* EXERCISE TEXT *

Barbara, this summer in New England has been unreal. And brought home to me that we really have less time than even the experts predicted: because we thought people would pay attention, governments would act.
The best- the *best*- we can hope for now is that enough gets done in the next decade that we can slow global warming down enough to give us time to adapt to it. Even if we stop pretending now and start really doing the things we can, it is going to keep skidding for a long time.
And yet there are people who are still pretending that pipelines are part of the solution, that we can continue driving our personal vehicles, that there will be enough electricity to both fuel EVs and cool our homes- which means only those of us who are wealthy enough to afford those things, and live where we have access to it. The reality: most Americans won't. And most of the people in the world won't, and most of them have it worse than we do. We are looking at massive changes in how we live, and we are not ready.
Vermont just had ANOTHER 1000 year flood. We were lucky in that no one died. But our farmers have lost crops again. It's not clear we have time to replant. Our roads and infrastructure are going to need rebuilding again.
And it will happen again. I agree with your statement "I don't think we have the means to pay what is due." I am so deeply sad that we are leaving this for our grandchildren, and embarrassed that we can't force our elected officials to do those things we know CAN be done and COULD make mitigate what is happening. Democracy makes a difference, because we know from generations, centuries, millenia, that autocracies do not and cannot, because their priorities always become doing what tains them power, not what is right and good for people's lives.

* SUPPLIED INFORMATION *
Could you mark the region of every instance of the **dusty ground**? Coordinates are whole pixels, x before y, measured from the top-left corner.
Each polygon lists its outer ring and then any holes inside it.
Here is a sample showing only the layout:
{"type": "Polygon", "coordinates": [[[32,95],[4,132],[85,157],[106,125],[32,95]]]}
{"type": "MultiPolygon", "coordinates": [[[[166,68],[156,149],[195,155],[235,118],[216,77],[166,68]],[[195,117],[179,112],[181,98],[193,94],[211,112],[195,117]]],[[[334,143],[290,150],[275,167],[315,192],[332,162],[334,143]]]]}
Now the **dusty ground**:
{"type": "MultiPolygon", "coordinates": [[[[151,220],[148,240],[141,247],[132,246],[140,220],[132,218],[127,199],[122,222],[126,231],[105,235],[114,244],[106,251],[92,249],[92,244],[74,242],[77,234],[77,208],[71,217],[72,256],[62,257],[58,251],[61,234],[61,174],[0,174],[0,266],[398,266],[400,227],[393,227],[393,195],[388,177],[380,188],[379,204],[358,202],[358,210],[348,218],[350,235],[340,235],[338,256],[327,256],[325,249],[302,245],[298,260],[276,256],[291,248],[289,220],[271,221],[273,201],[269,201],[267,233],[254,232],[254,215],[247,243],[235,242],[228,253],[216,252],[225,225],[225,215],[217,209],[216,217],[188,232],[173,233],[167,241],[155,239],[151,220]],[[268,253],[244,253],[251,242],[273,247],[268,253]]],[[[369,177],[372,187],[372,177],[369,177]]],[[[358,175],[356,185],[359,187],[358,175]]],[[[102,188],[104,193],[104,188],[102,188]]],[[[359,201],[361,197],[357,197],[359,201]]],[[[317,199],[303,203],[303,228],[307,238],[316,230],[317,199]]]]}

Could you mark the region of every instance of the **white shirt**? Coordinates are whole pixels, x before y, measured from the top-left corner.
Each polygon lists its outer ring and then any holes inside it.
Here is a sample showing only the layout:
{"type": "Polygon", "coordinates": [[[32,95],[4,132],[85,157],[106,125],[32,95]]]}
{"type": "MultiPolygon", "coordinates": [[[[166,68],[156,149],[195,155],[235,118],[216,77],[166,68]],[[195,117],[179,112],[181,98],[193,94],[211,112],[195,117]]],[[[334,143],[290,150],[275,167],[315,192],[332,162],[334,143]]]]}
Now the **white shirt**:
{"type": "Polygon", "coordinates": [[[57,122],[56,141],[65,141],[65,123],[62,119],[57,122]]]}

* EXERCISE *
Set down, word for word, the part of the comment on climate change above that opens with the words containing "And it will" and closes with "for people's lives.".

* SOLUTION TO THE PROBLEM *
And it will happen again. I agree with your statement "I don't think we have the means to pay what is due." I am so deeply sad that we are leaving this for our grandchildren, and embarrassed that we can't force our elected officials to do those things we know CAN be done and COULD make mitigate what is happening. Democracy makes a difference, because we know from generations, centuries, millenia, that autocracies do not and cannot, because their priorities always become doing what tains them power, not what is right and good for people's lives.